**What needs to be done:**
Output exactly the lines below, starting with the line that has "Target: green vegetation" and going on through the line that has "each like [85,191].", both included, and no other lines.

[Excerpts from a dataset]
****

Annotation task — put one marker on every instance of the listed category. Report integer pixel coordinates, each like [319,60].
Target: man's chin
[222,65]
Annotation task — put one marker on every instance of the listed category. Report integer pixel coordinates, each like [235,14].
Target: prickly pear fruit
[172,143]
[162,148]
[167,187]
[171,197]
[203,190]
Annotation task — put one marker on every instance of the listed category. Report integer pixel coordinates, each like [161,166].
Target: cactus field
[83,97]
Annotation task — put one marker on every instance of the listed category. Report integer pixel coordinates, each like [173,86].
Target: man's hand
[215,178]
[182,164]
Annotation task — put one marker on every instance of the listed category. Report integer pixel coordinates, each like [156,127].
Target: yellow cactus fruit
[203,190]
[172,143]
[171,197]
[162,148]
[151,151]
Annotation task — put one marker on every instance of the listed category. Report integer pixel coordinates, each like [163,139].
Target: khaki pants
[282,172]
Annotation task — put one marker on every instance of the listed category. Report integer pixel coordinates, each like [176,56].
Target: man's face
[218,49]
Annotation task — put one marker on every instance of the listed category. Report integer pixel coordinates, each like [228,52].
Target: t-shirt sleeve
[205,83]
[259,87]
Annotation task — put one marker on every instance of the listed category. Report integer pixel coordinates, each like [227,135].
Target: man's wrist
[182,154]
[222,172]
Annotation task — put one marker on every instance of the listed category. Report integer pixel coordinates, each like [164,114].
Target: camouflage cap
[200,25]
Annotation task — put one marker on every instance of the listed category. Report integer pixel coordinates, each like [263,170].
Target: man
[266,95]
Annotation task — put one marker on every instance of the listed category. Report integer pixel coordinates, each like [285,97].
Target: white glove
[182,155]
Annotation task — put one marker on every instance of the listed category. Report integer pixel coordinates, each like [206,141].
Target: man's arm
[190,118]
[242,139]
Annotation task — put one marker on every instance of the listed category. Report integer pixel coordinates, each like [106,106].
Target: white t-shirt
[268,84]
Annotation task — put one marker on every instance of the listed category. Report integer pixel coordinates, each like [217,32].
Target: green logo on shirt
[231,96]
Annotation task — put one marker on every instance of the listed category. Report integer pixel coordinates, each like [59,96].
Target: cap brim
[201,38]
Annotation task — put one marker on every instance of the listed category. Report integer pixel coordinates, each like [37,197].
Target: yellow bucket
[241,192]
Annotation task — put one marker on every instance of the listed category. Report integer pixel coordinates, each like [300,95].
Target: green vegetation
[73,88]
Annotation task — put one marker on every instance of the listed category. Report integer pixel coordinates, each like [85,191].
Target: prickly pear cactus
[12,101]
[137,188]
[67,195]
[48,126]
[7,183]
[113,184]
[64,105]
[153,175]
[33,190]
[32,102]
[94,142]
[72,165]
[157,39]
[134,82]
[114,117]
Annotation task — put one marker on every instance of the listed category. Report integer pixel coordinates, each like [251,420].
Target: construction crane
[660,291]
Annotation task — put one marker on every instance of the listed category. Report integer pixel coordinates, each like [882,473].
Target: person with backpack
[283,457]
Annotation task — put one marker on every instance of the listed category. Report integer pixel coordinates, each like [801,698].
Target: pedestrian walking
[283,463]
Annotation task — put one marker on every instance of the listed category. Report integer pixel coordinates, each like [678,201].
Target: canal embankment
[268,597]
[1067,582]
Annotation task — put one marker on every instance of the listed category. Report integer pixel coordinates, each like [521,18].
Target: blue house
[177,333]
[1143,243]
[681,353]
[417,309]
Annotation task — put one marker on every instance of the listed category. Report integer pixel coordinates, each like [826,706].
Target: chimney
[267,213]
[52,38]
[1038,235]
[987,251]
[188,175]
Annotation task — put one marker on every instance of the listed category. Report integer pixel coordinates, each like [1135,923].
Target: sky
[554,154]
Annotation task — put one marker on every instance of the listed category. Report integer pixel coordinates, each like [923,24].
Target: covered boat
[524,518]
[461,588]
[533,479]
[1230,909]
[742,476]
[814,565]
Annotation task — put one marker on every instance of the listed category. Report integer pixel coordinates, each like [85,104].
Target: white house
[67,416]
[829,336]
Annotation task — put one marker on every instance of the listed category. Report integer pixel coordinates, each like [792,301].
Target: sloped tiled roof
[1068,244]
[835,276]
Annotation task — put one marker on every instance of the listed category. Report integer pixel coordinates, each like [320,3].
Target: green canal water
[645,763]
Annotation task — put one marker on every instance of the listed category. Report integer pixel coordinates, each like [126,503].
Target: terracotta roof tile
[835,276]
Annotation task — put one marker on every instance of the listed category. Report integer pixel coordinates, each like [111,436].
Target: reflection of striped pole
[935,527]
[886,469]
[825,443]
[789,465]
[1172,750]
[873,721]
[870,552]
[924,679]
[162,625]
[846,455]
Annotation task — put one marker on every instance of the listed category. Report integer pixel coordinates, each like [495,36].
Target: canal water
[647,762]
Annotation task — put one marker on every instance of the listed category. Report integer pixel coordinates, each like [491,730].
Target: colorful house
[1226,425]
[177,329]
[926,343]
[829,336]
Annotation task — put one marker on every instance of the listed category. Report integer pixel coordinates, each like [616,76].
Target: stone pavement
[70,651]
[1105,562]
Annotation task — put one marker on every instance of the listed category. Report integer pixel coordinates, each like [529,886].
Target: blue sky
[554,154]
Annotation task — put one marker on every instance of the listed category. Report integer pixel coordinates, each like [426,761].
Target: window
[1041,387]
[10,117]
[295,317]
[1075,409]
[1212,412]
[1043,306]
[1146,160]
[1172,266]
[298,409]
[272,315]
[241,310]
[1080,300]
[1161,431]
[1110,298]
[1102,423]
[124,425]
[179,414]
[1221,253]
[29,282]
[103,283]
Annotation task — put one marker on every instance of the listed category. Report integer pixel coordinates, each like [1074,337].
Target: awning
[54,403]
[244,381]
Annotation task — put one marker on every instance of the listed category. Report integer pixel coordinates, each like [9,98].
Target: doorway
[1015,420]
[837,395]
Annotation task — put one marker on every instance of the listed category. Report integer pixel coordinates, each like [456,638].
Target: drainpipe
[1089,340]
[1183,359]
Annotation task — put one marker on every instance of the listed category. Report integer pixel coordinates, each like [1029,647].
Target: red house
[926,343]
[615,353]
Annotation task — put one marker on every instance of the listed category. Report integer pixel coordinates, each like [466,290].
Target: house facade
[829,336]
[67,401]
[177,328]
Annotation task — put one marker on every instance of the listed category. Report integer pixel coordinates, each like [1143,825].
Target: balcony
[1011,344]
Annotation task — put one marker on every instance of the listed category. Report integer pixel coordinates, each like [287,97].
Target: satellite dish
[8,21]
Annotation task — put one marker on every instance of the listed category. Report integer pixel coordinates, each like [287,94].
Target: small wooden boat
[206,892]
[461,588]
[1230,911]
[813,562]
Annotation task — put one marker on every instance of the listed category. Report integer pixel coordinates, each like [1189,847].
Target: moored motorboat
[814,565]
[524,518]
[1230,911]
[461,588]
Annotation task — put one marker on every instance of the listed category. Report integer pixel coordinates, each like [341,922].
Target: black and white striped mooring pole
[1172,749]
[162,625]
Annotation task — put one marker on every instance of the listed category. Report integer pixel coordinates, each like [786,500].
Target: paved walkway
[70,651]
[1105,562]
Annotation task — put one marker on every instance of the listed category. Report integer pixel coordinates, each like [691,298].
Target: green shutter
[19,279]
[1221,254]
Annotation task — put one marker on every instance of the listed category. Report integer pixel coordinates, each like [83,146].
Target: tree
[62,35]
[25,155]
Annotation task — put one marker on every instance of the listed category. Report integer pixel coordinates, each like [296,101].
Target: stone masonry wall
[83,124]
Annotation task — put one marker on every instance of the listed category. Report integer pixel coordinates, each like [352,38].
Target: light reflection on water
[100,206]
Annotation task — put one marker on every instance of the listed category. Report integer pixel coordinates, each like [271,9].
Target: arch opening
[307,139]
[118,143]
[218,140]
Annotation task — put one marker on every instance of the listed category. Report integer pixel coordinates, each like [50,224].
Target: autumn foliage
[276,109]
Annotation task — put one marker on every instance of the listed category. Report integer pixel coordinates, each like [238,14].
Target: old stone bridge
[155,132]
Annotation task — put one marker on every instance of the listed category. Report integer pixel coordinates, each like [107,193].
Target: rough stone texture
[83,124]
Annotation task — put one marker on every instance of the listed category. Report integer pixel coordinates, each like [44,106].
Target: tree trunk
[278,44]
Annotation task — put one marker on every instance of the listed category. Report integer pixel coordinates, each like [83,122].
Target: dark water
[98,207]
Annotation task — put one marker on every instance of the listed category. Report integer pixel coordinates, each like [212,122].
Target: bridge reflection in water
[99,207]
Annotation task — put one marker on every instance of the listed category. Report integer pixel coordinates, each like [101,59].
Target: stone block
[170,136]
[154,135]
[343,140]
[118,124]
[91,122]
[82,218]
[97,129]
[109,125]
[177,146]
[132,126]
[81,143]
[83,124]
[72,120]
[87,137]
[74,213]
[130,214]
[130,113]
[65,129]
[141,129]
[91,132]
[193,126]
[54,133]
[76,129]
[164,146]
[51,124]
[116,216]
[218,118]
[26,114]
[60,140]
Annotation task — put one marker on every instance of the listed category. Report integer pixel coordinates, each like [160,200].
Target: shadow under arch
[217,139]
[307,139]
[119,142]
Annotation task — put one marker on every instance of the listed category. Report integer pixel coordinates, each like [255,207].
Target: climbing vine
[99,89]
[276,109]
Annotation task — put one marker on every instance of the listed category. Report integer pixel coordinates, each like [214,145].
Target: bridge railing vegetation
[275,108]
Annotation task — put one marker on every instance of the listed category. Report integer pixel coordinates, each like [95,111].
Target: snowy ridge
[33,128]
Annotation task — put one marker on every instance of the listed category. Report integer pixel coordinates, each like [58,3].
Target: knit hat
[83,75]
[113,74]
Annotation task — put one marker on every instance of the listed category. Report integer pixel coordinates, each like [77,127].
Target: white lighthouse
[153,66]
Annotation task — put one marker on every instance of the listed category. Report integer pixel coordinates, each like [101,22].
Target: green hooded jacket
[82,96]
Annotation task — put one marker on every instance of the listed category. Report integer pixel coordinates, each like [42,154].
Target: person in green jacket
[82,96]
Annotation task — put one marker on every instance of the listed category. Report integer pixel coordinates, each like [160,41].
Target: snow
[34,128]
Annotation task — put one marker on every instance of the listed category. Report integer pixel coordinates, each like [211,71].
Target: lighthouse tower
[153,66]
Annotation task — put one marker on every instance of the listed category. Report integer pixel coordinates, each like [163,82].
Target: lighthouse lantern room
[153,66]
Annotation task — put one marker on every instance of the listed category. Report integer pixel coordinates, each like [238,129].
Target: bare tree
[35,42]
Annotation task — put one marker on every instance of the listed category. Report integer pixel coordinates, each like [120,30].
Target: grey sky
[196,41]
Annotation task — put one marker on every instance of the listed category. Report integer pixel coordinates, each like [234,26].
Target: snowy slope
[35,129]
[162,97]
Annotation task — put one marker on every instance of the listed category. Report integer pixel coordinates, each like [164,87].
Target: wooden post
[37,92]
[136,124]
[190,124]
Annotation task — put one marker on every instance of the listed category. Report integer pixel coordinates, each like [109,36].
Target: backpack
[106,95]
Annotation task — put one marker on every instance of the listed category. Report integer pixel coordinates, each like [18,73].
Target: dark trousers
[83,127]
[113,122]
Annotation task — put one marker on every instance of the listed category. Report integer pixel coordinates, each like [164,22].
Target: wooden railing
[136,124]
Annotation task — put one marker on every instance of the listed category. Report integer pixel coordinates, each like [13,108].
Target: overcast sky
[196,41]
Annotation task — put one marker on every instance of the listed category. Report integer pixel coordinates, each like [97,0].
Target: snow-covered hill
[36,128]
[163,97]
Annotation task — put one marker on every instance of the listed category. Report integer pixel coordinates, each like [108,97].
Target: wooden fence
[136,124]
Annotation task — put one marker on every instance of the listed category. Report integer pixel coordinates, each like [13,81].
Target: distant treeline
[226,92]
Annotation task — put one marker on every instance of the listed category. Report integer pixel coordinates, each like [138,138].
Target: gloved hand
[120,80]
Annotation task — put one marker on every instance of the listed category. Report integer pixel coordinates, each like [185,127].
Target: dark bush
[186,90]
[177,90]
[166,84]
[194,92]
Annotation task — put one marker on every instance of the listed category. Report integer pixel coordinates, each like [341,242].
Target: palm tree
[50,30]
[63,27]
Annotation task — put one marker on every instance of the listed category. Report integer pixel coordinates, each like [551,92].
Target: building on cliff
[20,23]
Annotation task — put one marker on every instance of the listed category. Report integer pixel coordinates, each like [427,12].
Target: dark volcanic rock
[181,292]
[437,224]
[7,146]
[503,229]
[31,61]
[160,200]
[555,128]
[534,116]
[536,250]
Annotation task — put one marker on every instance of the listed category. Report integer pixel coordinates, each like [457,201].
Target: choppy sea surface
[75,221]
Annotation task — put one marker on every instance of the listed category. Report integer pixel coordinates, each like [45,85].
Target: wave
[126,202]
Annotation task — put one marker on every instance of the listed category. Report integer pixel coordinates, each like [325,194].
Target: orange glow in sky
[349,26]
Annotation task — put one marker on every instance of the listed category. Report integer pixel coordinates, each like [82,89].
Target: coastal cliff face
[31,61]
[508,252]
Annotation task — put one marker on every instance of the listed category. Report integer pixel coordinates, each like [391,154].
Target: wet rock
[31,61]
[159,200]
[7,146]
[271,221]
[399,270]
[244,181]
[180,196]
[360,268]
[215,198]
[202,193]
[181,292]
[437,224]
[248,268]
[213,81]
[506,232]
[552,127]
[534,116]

****

**Answer below:**
Target: green vegetation
[73,88]
Annotation task — put one marker on every instance of the listed category. Report integer pixel coordinates, each like [85,191].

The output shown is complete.